What needs to be done: Please state how many lines of the listing contain the word "Target", giving only the number.

[Position annotation listing]
start
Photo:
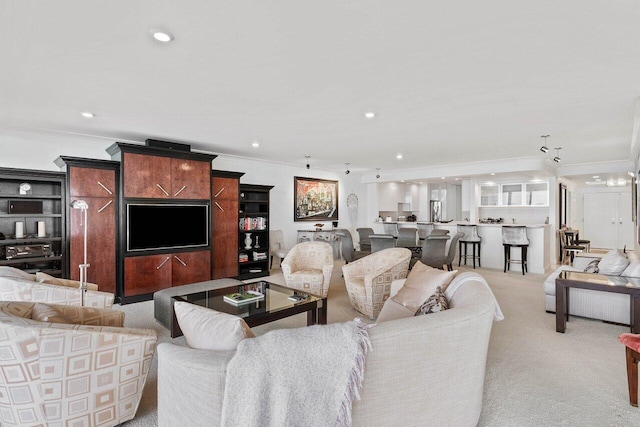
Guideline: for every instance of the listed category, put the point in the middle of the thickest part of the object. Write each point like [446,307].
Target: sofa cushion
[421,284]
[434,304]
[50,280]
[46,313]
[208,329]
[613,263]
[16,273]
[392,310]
end
start
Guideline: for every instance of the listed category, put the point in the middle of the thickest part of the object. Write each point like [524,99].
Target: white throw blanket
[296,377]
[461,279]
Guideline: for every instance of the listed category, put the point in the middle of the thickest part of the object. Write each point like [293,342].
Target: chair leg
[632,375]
end
Response: 3